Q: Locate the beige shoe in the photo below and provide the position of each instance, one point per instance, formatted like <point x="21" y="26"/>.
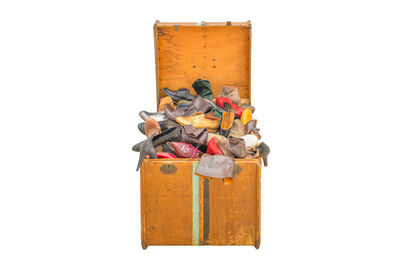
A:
<point x="237" y="129"/>
<point x="199" y="120"/>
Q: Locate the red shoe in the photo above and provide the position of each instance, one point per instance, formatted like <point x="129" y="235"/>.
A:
<point x="166" y="155"/>
<point x="213" y="148"/>
<point x="220" y="101"/>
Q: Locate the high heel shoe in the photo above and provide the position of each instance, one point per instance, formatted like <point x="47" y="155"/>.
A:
<point x="171" y="134"/>
<point x="263" y="151"/>
<point x="146" y="149"/>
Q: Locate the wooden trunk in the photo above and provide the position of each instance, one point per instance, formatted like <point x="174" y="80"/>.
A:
<point x="177" y="206"/>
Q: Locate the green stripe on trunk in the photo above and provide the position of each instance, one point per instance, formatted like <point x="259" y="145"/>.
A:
<point x="195" y="203"/>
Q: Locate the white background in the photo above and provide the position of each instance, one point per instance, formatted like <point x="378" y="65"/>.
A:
<point x="325" y="84"/>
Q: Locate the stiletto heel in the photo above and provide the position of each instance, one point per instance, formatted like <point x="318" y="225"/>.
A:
<point x="146" y="148"/>
<point x="263" y="151"/>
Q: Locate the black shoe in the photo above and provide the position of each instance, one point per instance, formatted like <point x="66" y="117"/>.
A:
<point x="180" y="94"/>
<point x="163" y="124"/>
<point x="171" y="134"/>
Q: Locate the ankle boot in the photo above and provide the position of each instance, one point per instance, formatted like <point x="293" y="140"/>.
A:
<point x="171" y="134"/>
<point x="195" y="136"/>
<point x="216" y="166"/>
<point x="263" y="151"/>
<point x="199" y="120"/>
<point x="146" y="149"/>
<point x="251" y="128"/>
<point x="163" y="124"/>
<point x="185" y="150"/>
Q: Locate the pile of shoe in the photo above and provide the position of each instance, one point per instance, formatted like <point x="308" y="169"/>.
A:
<point x="190" y="126"/>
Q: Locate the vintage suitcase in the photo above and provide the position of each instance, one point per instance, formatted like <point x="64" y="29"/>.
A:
<point x="177" y="206"/>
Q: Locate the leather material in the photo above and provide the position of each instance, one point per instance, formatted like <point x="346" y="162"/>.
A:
<point x="246" y="116"/>
<point x="250" y="140"/>
<point x="231" y="93"/>
<point x="213" y="148"/>
<point x="146" y="149"/>
<point x="226" y="123"/>
<point x="220" y="137"/>
<point x="199" y="120"/>
<point x="195" y="136"/>
<point x="203" y="88"/>
<point x="171" y="134"/>
<point x="185" y="150"/>
<point x="197" y="105"/>
<point x="220" y="101"/>
<point x="151" y="127"/>
<point x="251" y="128"/>
<point x="180" y="94"/>
<point x="237" y="129"/>
<point x="166" y="124"/>
<point x="167" y="147"/>
<point x="237" y="147"/>
<point x="263" y="151"/>
<point x="165" y="100"/>
<point x="216" y="166"/>
<point x="166" y="155"/>
<point x="248" y="106"/>
<point x="172" y="113"/>
<point x="158" y="116"/>
<point x="224" y="149"/>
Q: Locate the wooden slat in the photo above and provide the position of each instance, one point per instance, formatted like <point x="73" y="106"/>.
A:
<point x="215" y="52"/>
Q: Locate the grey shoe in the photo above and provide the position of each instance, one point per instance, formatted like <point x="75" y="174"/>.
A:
<point x="163" y="124"/>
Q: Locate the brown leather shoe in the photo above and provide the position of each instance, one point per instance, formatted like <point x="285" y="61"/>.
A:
<point x="194" y="136"/>
<point x="216" y="166"/>
<point x="151" y="127"/>
<point x="220" y="137"/>
<point x="237" y="147"/>
<point x="226" y="123"/>
<point x="180" y="94"/>
<point x="199" y="120"/>
<point x="185" y="150"/>
<point x="223" y="148"/>
<point x="237" y="129"/>
<point x="146" y="149"/>
<point x="251" y="128"/>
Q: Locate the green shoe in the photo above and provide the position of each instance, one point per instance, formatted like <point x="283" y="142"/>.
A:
<point x="203" y="88"/>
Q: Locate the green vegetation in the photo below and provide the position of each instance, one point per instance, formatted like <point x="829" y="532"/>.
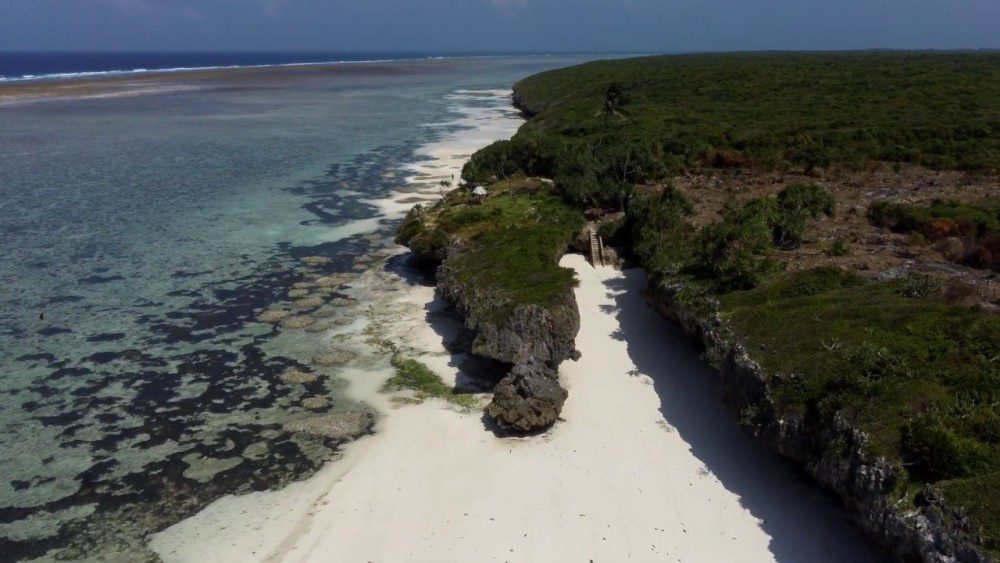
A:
<point x="512" y="241"/>
<point x="975" y="227"/>
<point x="416" y="376"/>
<point x="940" y="110"/>
<point x="735" y="252"/>
<point x="895" y="359"/>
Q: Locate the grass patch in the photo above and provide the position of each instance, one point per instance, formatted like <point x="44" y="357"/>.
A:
<point x="892" y="363"/>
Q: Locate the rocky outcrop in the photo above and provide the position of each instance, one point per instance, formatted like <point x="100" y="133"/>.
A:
<point x="528" y="332"/>
<point x="528" y="399"/>
<point x="926" y="530"/>
<point x="532" y="338"/>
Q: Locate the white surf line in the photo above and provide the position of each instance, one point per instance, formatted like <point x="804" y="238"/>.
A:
<point x="254" y="526"/>
<point x="647" y="466"/>
<point x="443" y="160"/>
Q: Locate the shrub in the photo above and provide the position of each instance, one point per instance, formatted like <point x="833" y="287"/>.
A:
<point x="932" y="451"/>
<point x="659" y="230"/>
<point x="915" y="284"/>
<point x="839" y="247"/>
<point x="797" y="204"/>
<point x="736" y="251"/>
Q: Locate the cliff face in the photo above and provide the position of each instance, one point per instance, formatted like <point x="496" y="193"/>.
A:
<point x="530" y="331"/>
<point x="511" y="324"/>
<point x="924" y="530"/>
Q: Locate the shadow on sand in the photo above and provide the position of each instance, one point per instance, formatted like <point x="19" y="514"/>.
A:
<point x="804" y="524"/>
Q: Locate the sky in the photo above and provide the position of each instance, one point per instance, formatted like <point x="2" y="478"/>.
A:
<point x="497" y="25"/>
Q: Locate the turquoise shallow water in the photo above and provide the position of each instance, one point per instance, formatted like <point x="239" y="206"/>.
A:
<point x="142" y="236"/>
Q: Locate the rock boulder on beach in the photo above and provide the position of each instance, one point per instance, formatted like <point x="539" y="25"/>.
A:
<point x="528" y="399"/>
<point x="336" y="426"/>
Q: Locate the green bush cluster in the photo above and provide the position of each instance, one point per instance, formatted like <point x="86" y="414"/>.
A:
<point x="659" y="230"/>
<point x="797" y="204"/>
<point x="778" y="110"/>
<point x="737" y="251"/>
<point x="977" y="226"/>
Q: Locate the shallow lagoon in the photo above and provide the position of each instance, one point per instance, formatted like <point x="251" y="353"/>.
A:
<point x="143" y="235"/>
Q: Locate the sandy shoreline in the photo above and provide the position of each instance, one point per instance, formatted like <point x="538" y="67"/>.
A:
<point x="647" y="465"/>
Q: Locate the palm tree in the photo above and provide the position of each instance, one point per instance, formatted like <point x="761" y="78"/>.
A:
<point x="612" y="102"/>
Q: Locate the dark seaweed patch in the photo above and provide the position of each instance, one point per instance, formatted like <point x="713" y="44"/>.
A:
<point x="54" y="330"/>
<point x="106" y="337"/>
<point x="101" y="279"/>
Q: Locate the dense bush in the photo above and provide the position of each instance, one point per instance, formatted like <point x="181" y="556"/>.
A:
<point x="797" y="204"/>
<point x="933" y="451"/>
<point x="736" y="251"/>
<point x="659" y="230"/>
<point x="809" y="110"/>
<point x="972" y="229"/>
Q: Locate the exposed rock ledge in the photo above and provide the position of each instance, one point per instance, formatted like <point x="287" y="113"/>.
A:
<point x="534" y="339"/>
<point x="932" y="532"/>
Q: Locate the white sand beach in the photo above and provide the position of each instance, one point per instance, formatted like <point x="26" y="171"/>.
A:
<point x="647" y="465"/>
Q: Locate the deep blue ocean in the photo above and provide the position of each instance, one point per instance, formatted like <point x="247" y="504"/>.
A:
<point x="34" y="65"/>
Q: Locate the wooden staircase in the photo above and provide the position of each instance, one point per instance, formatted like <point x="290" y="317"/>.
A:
<point x="596" y="249"/>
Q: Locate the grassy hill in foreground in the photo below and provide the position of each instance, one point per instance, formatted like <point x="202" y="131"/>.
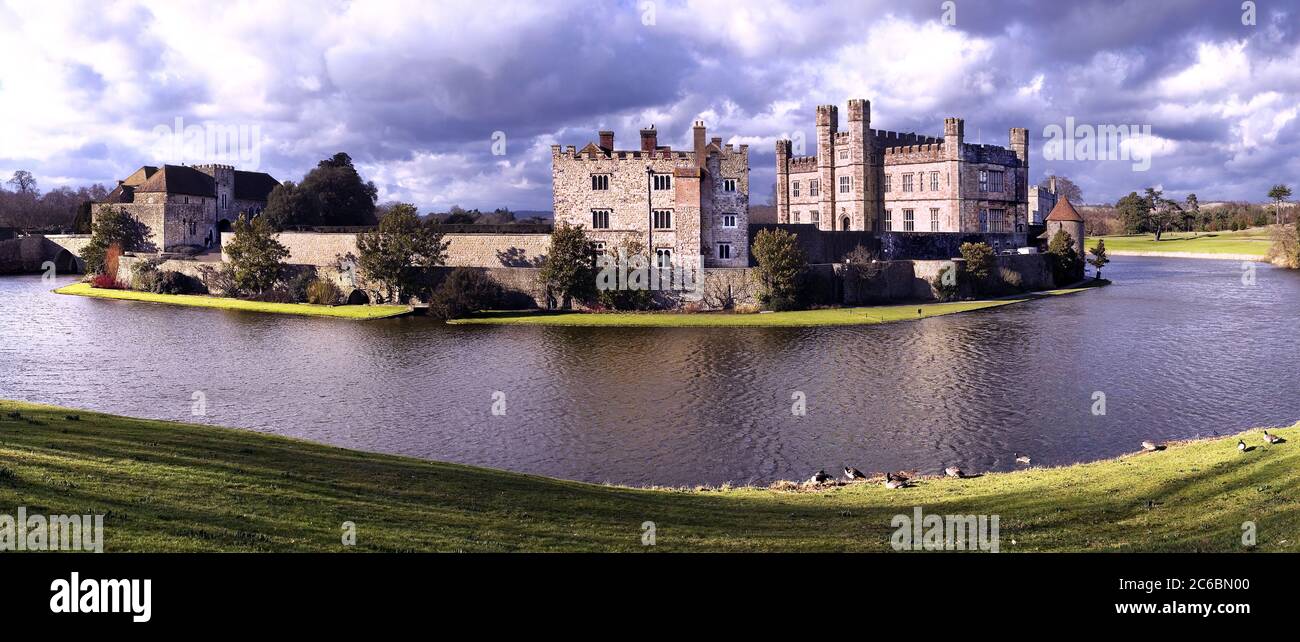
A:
<point x="167" y="486"/>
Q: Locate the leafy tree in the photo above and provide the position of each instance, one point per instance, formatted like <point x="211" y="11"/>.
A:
<point x="463" y="291"/>
<point x="780" y="268"/>
<point x="1279" y="194"/>
<point x="1132" y="211"/>
<point x="980" y="261"/>
<point x="287" y="205"/>
<point x="567" y="272"/>
<point x="24" y="182"/>
<point x="115" y="228"/>
<point x="1066" y="263"/>
<point x="256" y="257"/>
<point x="1099" y="256"/>
<point x="1065" y="187"/>
<point x="395" y="252"/>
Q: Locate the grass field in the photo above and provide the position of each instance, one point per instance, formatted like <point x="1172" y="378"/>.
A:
<point x="169" y="486"/>
<point x="800" y="319"/>
<point x="356" y="312"/>
<point x="1255" y="241"/>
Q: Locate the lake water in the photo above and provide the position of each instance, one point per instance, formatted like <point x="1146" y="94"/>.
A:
<point x="1179" y="348"/>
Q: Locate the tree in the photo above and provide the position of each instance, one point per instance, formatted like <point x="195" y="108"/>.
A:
<point x="397" y="251"/>
<point x="1132" y="211"/>
<point x="115" y="228"/>
<point x="24" y="182"/>
<point x="1066" y="263"/>
<point x="1065" y="187"/>
<point x="1099" y="256"/>
<point x="980" y="261"/>
<point x="567" y="272"/>
<point x="287" y="205"/>
<point x="780" y="267"/>
<point x="1279" y="194"/>
<point x="255" y="256"/>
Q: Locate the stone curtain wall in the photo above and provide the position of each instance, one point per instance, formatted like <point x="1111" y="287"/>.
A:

WORK TO DO:
Reproduce precisely the lines of the listing above, from the line containing "Q: Locate the wooden staircase" to the last line, both ends included. Pictures are to be omitted.

CORRECT OUTPUT:
Q: Locate the wooden staircase in the photo above and provide the position of each instance, one point per instance, formatted like <point x="290" y="317"/>.
A:
<point x="596" y="249"/>
Q: Locate the grassy hill in foreground in the photo below and provide the position of each instance, one point per instance, formatted like <point x="202" y="131"/>.
A:
<point x="167" y="486"/>
Q: Locate the leafy tree in the photo above and provide the position of each instance, one point per instance, formatted like <point x="211" y="11"/>.
A:
<point x="463" y="291"/>
<point x="780" y="268"/>
<point x="1279" y="194"/>
<point x="1132" y="211"/>
<point x="980" y="261"/>
<point x="287" y="205"/>
<point x="567" y="272"/>
<point x="24" y="182"/>
<point x="115" y="228"/>
<point x="1066" y="263"/>
<point x="256" y="257"/>
<point x="1099" y="256"/>
<point x="1065" y="187"/>
<point x="395" y="252"/>
Q: Locate the grass field in the photo above and provide the position of each instance, one point per instance, formatted like <point x="1172" y="378"/>.
A:
<point x="169" y="486"/>
<point x="800" y="319"/>
<point x="356" y="312"/>
<point x="1255" y="241"/>
Q: Locate the lake water in the photo above and provide the position of each instance, one point per instance, formatted like <point x="1146" y="94"/>.
A:
<point x="1179" y="348"/>
Q: Locate the tree in the photo above and provide the position of each instance, one point per instance, formatted like <point x="195" y="108"/>.
A:
<point x="397" y="251"/>
<point x="1132" y="211"/>
<point x="115" y="228"/>
<point x="24" y="182"/>
<point x="1066" y="263"/>
<point x="1065" y="187"/>
<point x="1099" y="256"/>
<point x="980" y="261"/>
<point x="567" y="272"/>
<point x="287" y="205"/>
<point x="780" y="267"/>
<point x="1279" y="194"/>
<point x="255" y="256"/>
Q: Locate the stone curtain wall in the photo above and provide the position of each instance, one point per instance, formatted like <point x="1111" y="287"/>.
A:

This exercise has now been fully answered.